━━━ Provided text

Table 2 Logistic regression models estimating HPV vaccination initiation and completion among adolescents (n = 9,351)

Discussion

The increase in life expectancy in the 20th century is largely due to improvement in child health care especially curing or preventing infections [15]. Currently in United States, the recommendations focus on 17 vaccine-preventable diseases. This study assessed HPV vaccination rates of adolescents in a central Illinois urban county and surrounding rural areas. We found that adolescents in our study had substantially lower HPV vaccination rates than the national average (initiation: 46.2% vs. 75.1%%) and (completion: 24.7% vs. 58.6%) [12]. The vaccination rates in our study were also lower than the average for the state of Illinois [12]. Additionally, adolescents who resided in rural areas and/or had not completed other adolescent immunizations had lower HPV vaccination rates than their urban counterparts and those who had completed their childhood vaccinations, respectively. Findings suggest the continued need for HPV vaccination interventions, particularly in clinics serving patients residing in rural areas.

━━━━━━

Assignment 1
List each geographic place or area named in the discussion of adolescent HPV vaccination, in order of first mention.
Assignment 2
Extend the discussion of adolescent HPV vaccination by writing what comes next after its final sentence.
The rows that follow are separate material and have no connection to the discussion of adolescent HPV vaccination above.

━━━ Study material

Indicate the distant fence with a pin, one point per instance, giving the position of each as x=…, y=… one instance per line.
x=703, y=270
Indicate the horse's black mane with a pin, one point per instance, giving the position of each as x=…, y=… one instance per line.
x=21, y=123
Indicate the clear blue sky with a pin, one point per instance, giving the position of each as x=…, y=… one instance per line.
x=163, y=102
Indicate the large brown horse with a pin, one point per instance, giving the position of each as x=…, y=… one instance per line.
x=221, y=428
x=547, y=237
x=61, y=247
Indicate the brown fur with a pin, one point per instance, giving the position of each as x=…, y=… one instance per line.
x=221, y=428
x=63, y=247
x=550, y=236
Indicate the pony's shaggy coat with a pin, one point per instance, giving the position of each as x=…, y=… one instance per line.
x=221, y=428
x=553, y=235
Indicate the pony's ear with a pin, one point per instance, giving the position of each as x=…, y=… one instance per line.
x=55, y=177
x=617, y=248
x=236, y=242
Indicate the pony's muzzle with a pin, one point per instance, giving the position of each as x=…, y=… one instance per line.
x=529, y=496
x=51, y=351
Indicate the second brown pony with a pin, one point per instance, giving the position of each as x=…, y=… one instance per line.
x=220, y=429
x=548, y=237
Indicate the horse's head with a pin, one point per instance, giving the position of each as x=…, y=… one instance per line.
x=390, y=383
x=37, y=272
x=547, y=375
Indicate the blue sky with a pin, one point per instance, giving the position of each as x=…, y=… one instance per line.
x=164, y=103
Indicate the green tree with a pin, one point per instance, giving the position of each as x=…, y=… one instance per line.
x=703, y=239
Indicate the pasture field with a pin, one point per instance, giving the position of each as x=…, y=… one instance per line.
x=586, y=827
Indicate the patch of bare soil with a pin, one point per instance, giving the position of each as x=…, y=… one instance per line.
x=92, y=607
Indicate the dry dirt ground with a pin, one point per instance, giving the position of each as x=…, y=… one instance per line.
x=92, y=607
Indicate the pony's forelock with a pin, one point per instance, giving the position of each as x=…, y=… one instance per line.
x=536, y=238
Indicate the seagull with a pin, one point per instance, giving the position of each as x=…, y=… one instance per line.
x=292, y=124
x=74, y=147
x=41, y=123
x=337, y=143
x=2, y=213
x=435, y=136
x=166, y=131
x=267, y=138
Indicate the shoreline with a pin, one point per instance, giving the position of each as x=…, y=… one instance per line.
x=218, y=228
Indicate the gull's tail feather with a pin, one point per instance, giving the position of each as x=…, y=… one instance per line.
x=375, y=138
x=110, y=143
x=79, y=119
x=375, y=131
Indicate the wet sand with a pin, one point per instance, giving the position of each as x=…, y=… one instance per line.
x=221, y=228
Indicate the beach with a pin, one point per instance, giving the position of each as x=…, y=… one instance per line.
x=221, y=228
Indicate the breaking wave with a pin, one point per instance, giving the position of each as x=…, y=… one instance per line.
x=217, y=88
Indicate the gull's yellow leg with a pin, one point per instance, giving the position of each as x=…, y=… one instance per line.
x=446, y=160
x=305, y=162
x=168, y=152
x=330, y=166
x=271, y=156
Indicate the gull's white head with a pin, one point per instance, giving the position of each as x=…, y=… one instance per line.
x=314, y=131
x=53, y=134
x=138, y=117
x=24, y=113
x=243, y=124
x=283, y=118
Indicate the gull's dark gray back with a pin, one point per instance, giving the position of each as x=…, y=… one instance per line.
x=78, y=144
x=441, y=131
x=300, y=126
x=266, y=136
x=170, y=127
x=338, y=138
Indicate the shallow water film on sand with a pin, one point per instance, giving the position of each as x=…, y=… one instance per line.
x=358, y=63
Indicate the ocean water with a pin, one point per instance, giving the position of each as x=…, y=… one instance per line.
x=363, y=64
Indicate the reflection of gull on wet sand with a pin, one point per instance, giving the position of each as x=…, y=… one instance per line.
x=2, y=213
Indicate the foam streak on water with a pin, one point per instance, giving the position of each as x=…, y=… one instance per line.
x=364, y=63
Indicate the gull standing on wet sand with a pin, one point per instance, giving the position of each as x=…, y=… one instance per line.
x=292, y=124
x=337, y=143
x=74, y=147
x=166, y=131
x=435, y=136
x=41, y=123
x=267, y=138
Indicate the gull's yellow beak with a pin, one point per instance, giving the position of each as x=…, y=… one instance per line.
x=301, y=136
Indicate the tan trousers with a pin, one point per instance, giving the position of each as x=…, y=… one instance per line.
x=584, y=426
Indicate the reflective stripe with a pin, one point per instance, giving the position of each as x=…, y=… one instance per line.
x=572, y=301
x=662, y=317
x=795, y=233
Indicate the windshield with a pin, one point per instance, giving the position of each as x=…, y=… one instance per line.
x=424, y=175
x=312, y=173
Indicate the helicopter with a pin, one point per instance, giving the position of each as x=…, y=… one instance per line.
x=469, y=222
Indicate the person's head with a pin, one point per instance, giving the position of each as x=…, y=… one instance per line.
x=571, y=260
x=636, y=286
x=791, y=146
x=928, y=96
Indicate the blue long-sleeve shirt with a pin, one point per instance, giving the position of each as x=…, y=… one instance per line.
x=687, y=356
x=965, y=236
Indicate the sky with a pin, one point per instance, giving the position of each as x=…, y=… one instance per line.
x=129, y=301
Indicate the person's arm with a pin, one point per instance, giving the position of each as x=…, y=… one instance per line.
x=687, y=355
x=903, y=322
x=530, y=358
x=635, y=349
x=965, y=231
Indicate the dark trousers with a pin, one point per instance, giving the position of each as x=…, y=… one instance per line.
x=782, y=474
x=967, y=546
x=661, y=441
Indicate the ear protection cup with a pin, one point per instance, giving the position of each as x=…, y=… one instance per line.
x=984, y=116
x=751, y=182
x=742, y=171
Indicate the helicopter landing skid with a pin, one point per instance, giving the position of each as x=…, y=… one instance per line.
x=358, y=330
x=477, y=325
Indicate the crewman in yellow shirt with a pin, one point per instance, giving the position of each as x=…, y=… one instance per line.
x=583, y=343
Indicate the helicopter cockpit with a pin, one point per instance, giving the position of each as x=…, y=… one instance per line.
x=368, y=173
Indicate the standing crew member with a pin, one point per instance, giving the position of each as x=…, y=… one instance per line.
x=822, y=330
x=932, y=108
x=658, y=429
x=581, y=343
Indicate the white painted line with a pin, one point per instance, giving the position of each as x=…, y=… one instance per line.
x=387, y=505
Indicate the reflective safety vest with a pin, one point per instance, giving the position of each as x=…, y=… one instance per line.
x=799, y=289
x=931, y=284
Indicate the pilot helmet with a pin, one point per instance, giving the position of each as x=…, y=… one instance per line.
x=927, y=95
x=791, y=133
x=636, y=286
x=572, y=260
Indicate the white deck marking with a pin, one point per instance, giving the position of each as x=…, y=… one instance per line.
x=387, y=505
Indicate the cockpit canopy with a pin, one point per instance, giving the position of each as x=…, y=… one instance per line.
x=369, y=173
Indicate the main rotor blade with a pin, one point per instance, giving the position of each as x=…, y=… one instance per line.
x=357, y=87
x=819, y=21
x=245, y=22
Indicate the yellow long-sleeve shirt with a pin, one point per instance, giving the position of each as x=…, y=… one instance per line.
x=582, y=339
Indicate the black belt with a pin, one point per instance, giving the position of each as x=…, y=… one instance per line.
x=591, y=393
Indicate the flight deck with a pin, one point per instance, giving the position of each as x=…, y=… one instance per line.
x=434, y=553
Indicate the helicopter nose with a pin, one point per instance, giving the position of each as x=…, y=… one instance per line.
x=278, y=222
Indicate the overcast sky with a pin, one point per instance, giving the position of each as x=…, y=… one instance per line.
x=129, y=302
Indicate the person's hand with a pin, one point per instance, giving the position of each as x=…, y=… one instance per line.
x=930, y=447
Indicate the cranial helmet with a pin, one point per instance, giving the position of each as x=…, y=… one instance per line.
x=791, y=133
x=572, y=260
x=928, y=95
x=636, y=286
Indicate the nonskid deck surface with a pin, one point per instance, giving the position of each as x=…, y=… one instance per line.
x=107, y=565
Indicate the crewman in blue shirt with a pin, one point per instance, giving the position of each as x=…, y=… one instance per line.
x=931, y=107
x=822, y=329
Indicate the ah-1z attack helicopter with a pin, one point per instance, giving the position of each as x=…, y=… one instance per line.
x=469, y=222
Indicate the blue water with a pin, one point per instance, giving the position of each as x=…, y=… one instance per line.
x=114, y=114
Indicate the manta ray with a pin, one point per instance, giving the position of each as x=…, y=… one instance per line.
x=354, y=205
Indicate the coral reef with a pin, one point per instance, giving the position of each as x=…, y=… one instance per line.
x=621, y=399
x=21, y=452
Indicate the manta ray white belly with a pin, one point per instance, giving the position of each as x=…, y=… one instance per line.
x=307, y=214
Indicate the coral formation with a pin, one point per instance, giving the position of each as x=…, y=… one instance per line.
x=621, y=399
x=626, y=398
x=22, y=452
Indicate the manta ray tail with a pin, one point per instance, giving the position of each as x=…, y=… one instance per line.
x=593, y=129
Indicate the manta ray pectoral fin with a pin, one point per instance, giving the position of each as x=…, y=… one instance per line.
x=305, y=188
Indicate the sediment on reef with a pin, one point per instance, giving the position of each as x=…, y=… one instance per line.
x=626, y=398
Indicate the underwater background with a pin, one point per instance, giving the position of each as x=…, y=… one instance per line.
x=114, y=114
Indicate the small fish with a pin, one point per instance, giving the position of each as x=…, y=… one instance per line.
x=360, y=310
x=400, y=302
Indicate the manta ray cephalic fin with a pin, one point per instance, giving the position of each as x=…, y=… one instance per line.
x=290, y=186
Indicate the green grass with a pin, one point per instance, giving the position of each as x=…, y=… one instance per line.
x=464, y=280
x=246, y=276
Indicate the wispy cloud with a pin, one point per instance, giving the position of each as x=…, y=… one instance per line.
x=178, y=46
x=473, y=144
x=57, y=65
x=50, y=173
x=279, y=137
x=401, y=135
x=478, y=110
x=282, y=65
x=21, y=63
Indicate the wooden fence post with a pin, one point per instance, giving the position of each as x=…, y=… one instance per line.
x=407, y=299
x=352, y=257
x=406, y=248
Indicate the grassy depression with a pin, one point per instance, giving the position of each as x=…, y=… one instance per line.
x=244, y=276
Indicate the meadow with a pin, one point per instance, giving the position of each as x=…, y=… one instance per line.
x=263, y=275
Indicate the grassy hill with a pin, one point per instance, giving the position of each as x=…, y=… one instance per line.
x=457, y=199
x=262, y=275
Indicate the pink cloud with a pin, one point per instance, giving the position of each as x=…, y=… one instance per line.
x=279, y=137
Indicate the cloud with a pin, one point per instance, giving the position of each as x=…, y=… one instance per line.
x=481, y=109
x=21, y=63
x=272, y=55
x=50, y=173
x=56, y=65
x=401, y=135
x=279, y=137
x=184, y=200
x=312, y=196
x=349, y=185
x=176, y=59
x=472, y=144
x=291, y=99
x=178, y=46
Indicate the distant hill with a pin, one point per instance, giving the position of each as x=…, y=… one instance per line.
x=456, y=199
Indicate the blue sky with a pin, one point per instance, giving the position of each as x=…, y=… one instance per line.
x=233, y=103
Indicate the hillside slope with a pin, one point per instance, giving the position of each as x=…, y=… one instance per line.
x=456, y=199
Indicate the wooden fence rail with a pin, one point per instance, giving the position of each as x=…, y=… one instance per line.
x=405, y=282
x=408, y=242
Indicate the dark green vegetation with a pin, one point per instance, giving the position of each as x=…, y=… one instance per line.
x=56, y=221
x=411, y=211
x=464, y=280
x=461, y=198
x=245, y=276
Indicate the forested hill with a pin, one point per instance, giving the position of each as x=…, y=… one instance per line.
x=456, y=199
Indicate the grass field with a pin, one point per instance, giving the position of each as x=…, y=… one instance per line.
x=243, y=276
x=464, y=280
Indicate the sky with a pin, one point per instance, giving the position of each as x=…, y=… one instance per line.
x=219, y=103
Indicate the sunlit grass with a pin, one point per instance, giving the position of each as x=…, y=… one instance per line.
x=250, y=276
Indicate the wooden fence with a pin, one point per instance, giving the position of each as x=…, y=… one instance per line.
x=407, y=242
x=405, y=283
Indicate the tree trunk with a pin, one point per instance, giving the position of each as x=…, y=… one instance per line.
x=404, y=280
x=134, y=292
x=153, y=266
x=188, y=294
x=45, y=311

━━━━━━

Answer area 1
United States; a central Illinois urban county; surrounding rural areas; the state of Illinois

Answer area 2
We found that compared to adolescents residing in urban counties, those residing in rural counties were less likely to initiate and complete the HPV vaccine series. This finding was consistent with other studies that have reported similar findings [13]. There are many theories on the reasons for differences in vaccination rates between rural and urban areas, however, it is likely due to multiple factors including cost, access to health care, transportation barriers, and parental concerns about vaccines for preventing sexually transmitted illnesses [16,17,18]. The reduction in number of doses require to complete the vaccination might help increase completion rates as it will reduce some of the barriers like transportation issues and access to care.

Moreover, adolescents who had not completed hepatitis A, meningococcal, or Tdap vaccines were less likely to initiate and complete the HPV vaccination compared to those that were up to date on those vaccinations. This means adolescents are not receiving all the necessary vaccinations that are recommended, including those required for school (meningococcal and Tdap). It should be noted that HPV and hepatitis A are not required for school. This could be due to lack of parental acceptance of vaccines in general and/or provider recommendation of vaccines including the HPV vaccine. Healthcare providers should take every visit as an opportunity to recommend all the childhood vaccinations for patients who are not up to date.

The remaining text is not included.